* begin *

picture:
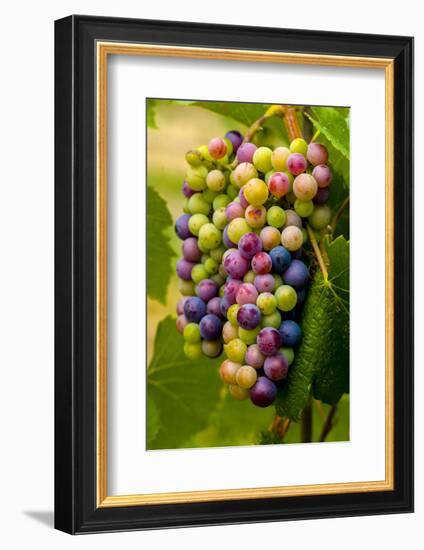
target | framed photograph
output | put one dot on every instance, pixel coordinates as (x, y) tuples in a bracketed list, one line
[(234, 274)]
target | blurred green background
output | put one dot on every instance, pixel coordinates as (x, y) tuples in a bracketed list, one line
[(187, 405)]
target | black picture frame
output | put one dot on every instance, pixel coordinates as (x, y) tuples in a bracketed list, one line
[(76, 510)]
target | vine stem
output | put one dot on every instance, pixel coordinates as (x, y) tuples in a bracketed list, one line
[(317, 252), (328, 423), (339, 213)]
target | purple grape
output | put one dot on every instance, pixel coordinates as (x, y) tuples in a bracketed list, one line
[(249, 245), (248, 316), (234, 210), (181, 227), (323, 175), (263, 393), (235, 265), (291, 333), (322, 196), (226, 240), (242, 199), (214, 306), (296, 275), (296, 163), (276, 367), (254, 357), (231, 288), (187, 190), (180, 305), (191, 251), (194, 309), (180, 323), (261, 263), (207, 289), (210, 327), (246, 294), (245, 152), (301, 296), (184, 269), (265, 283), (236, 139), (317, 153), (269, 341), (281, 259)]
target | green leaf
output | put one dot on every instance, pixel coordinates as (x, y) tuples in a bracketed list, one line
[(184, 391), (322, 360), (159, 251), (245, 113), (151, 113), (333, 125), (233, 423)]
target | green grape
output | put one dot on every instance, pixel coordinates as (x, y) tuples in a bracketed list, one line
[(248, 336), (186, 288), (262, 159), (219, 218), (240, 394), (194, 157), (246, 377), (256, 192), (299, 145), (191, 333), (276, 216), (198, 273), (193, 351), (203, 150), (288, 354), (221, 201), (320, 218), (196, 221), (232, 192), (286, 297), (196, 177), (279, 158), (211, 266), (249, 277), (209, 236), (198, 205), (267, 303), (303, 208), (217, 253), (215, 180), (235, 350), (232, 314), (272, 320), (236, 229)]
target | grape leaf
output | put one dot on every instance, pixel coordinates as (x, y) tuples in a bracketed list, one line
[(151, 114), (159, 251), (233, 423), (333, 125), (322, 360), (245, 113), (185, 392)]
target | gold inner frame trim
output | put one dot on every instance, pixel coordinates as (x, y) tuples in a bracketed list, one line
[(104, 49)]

* end *
* begin *

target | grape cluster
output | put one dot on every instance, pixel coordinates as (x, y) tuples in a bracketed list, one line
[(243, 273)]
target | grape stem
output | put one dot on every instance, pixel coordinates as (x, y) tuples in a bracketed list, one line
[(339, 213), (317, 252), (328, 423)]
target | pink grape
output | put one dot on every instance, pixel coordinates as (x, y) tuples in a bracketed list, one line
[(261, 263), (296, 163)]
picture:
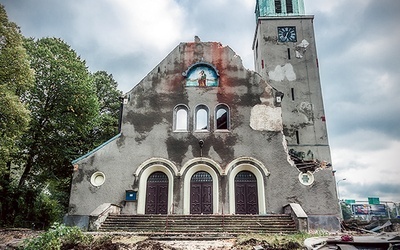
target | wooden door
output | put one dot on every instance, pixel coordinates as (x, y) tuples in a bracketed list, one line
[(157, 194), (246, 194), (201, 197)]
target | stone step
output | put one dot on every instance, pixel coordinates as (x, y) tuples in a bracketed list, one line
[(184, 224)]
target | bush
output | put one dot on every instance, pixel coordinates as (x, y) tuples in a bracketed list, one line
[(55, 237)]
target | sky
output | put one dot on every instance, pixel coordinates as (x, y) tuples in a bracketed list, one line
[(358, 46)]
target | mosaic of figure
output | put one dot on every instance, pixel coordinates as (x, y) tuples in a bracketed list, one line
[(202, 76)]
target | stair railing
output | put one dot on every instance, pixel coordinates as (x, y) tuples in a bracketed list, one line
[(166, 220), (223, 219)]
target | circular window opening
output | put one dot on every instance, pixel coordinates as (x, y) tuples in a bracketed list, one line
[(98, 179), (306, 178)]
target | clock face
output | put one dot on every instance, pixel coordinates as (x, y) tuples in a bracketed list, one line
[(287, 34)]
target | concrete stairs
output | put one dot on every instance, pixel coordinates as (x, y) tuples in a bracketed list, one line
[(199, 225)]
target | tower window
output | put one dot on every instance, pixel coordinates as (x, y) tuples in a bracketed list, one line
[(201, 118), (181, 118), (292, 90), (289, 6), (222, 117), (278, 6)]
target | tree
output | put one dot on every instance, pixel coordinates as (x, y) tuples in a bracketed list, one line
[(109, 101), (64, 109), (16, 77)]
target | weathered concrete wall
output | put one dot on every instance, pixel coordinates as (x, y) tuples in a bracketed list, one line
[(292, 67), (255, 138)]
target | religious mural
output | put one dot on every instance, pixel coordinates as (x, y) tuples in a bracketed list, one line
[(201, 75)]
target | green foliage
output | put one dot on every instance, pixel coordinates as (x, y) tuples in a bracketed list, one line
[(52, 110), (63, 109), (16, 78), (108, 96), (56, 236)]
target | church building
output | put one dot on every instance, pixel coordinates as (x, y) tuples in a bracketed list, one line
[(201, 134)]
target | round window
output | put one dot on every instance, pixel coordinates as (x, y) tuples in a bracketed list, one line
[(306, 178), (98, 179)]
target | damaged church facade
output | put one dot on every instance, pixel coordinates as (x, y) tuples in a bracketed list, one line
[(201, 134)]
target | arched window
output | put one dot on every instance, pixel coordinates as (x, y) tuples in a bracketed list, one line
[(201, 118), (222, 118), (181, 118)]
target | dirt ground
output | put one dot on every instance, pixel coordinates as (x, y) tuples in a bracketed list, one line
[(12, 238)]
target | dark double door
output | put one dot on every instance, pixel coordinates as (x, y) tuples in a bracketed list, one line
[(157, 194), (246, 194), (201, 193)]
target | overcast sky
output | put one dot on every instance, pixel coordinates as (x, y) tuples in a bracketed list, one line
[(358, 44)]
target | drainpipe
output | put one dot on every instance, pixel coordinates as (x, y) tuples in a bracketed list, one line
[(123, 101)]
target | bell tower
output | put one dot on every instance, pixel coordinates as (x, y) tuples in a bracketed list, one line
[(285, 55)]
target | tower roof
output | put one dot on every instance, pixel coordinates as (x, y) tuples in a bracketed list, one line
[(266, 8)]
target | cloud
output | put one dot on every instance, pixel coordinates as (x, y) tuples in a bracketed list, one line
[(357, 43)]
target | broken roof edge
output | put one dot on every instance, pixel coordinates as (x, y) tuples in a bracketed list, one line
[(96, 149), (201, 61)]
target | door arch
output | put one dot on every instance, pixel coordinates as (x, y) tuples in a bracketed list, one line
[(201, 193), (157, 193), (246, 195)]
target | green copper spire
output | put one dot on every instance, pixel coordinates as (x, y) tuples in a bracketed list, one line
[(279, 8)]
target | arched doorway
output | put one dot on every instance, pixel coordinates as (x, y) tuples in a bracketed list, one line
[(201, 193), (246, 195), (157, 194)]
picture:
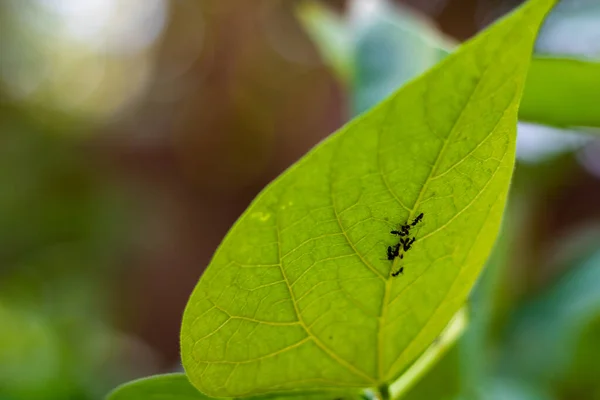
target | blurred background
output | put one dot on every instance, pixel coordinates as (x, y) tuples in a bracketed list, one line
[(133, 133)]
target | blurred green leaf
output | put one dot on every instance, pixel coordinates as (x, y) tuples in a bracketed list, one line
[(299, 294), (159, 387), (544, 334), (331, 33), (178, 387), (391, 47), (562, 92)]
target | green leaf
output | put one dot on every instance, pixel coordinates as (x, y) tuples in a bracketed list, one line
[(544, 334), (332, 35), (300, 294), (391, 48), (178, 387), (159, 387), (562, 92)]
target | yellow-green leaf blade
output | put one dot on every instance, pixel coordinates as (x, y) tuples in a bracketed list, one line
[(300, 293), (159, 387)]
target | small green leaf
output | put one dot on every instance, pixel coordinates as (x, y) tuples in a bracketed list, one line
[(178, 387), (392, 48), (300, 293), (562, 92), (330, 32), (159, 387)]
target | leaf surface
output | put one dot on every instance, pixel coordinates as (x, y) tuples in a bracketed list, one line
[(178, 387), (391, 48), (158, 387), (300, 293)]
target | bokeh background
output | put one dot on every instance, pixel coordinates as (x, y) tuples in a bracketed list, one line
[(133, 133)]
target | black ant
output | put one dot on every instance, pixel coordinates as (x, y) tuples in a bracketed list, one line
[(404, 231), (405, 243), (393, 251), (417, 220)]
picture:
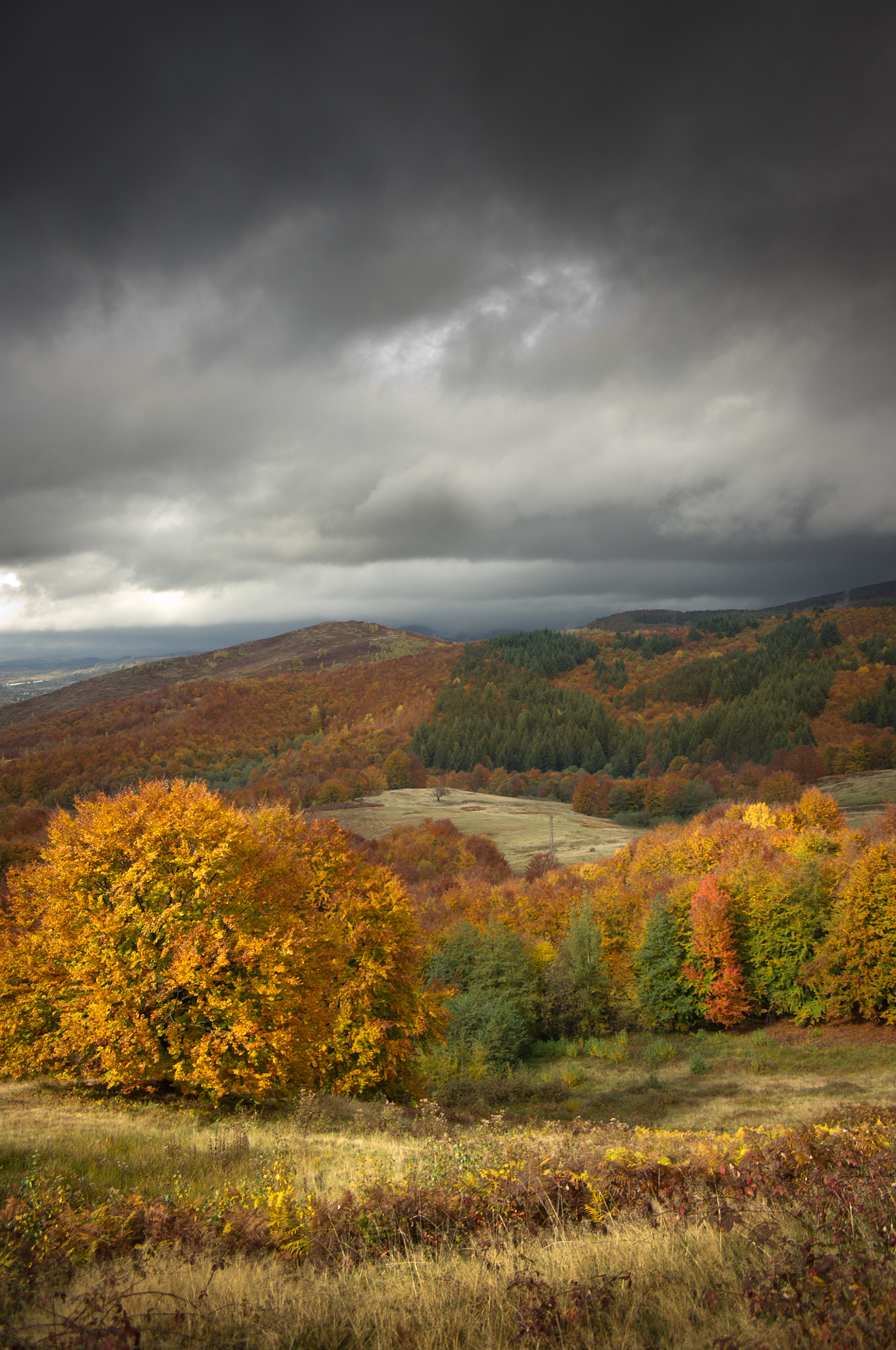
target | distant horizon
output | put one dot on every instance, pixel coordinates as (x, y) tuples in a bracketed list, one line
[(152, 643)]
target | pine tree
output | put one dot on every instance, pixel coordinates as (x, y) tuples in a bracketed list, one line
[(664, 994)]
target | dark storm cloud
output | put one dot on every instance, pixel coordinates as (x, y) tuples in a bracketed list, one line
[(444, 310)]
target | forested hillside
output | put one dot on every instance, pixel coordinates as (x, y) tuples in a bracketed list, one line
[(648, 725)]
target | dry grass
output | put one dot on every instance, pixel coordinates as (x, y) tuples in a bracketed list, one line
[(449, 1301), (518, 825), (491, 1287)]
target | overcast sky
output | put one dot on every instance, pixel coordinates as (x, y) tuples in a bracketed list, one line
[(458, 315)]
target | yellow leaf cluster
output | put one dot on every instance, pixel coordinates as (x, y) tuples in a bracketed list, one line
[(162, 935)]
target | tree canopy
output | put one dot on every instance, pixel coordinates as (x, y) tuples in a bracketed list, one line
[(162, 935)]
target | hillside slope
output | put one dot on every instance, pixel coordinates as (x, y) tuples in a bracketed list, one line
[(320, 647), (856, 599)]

* end *

GIVEN EXERCISE –
Turn the stretch of lines from the one containing "target | vine stem" through the one containing "125), (233, 423)]" into a numbered list, skipping any blank lines.

TASK RESPONSE –
1. target | vine stem
2. output | put one dot on every instance, pixel coordinates as (x, y) tuples in a bracketed list, one line
3. [(317, 252), (328, 423), (339, 213)]
4. target | purple grape
5. output | put one dot on every instance, pixel coordinates as (x, y) tuples in a bracketed list, one line
6. [(249, 245), (248, 316), (234, 210), (181, 227), (323, 175), (263, 393), (235, 265), (291, 333), (322, 196), (226, 240), (242, 199), (214, 306), (296, 275), (296, 163), (276, 367), (254, 357), (231, 288), (187, 190), (180, 305), (191, 251), (194, 309), (180, 323), (261, 263), (207, 289), (210, 327), (246, 294), (245, 152), (301, 296), (184, 269), (265, 283), (236, 139), (317, 153), (269, 341), (281, 259)]
7. target | green leaf
8. output | put one dot on every instance, pixel coordinates as (x, y) tuples in a bracketed list, one line
9. [(184, 391), (322, 360), (159, 251), (245, 113), (151, 113), (333, 125), (233, 423)]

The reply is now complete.